Task brief >>
All of the data below is to be copied exactly.

• • • • •

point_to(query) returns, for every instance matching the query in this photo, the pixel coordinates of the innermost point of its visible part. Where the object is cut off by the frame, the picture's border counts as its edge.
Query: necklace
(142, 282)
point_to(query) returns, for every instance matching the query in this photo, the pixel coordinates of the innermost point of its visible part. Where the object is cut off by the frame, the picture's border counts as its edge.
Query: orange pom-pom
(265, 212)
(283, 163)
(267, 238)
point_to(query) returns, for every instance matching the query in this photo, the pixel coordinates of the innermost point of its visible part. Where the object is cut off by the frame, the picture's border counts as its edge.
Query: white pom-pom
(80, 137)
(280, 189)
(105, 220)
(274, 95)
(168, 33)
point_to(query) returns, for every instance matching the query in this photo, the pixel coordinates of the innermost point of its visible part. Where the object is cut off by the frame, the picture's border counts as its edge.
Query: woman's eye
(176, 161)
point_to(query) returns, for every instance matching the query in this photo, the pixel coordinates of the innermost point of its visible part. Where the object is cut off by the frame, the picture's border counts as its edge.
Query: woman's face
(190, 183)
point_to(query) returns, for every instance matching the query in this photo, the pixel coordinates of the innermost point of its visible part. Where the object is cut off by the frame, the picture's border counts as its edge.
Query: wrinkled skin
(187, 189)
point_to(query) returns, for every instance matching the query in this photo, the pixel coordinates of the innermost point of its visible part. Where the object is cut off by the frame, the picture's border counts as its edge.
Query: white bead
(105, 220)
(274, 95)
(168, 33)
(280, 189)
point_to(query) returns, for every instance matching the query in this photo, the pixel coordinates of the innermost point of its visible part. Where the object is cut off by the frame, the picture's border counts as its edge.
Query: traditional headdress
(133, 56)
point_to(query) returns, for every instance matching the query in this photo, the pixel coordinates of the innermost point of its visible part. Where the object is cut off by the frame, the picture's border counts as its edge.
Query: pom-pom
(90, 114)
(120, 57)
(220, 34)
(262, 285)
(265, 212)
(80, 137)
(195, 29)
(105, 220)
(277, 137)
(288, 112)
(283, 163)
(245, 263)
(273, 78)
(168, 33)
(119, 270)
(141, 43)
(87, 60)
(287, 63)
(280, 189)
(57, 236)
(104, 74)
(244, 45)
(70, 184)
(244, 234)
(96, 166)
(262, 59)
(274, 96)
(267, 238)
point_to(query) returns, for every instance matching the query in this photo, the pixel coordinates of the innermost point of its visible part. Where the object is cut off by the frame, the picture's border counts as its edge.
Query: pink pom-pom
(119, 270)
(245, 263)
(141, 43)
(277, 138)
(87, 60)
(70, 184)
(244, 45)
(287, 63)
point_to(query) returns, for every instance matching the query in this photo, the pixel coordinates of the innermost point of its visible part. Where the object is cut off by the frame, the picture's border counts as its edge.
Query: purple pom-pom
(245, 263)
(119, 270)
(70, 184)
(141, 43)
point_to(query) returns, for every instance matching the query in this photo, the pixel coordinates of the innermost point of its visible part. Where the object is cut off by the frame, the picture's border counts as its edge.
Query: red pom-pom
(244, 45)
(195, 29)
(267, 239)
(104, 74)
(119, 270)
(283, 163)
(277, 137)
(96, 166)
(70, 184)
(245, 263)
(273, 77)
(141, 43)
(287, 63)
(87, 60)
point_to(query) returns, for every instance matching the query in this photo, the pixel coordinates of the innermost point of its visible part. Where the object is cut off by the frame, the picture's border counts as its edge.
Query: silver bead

• • • • •

Solution >>
point_to(query) returns, for every instance matching the query in this photo, the pixel coordinates of the innermost point of its visible part. Where the object is cut off by the frame, the picture's border counts as its edge.
Query: necklace
(142, 282)
point_to(query) returns, for every instance matching the query in this photo, the pixel coordinates of the innermost point of its visible part. Where the object is cut off by the frame, the picture's border counts as its edge.
Query: orange pom-pom
(265, 212)
(283, 163)
(267, 238)
point_to(query) returns, for every instance matching the query in this photo, the pixel coordinates of the innermost point of its visible part. Where the object is cut off by the frame, the picture's border counts as its edge.
Query: white pom-pom
(80, 137)
(280, 189)
(105, 220)
(274, 95)
(168, 33)
point_to(query) returns, for every instance matching the query in this photo, the pixel coordinates of the innermost point of its visible part. Where the object is cut off by the frame, the picture's border counts as its edge.
Query: woman's eye
(176, 161)
point_to(query) returns, for every instance matching the query in this photo, the pixel coordinates of the innermost point of its visible part. Where the object is cut off by the frame, the picture's border counts as its edge.
Query: woman's face
(190, 183)
point_to(query) returns, for every instance matching the query in this photo, the pixel coordinates of the innermost point of its visible part. Where the object is cut off by the frame, the picture's border counts as its edge.
Query: wrinkled skin
(187, 189)
point_to(query) returns, for every instance matching the query in this photo, the pixel coordinates of the innermost point of its visible part. Where the object is cut off by the frame, the picture's border counts as its edge.
Query: white bead
(105, 220)
(274, 95)
(168, 33)
(280, 189)
point_to(query) returns, for every instance matching the query in this photo, the pixel coordinates of the innermost point of its visible part. Where the object is cut off by the frame, the picture's border counts as its edge.
Query: traditional headdress
(133, 56)
point_to(query) returns, for every instance matching the query in this photo, the pixel coordinates of the innermost point of its visible part. Where the object is cut off by the frame, the picture's border counts as its edge.
Query: pom-pom
(90, 114)
(120, 57)
(220, 34)
(262, 285)
(265, 212)
(80, 137)
(195, 29)
(105, 220)
(277, 137)
(288, 112)
(283, 163)
(245, 263)
(273, 78)
(168, 33)
(119, 270)
(141, 43)
(87, 60)
(287, 63)
(280, 189)
(57, 236)
(104, 74)
(244, 45)
(70, 184)
(244, 234)
(96, 166)
(262, 59)
(274, 96)
(267, 238)
point_to(query) returns, for every instance matching the query in this photo, the pixel coordinates of the innermost point of its visible part. Where the object is cut off by the frame, the picture's border counts as its edge.
Query: pink pom-pom
(119, 270)
(245, 263)
(141, 43)
(277, 138)
(87, 60)
(70, 184)
(244, 45)
(287, 63)
point_to(query) returns, for every instance matching the query in this photo, the pixel coordinates of the innermost point of its visible part. Where the object is cut off by the frame, the picture's border counts as its edge.
Query: purple pom-pom
(245, 263)
(119, 270)
(70, 184)
(141, 43)
point_to(query) returns, for every instance matching the query in this photo, the pixel coordinates of the innermost point of its visible part. Where the object is cut off by the frame, the picture's border counts as its edge.
Query: red pom-pom
(244, 45)
(195, 29)
(267, 239)
(104, 74)
(119, 270)
(283, 163)
(277, 137)
(96, 166)
(70, 184)
(245, 263)
(273, 77)
(141, 43)
(287, 63)
(87, 60)
point_to(query) returns, for every instance matching the query in this photo, the pixel coordinates of the innermost point of its visible part. Where the object is cut off by the frame, the picture's border counts as its edge.
Query: silver bead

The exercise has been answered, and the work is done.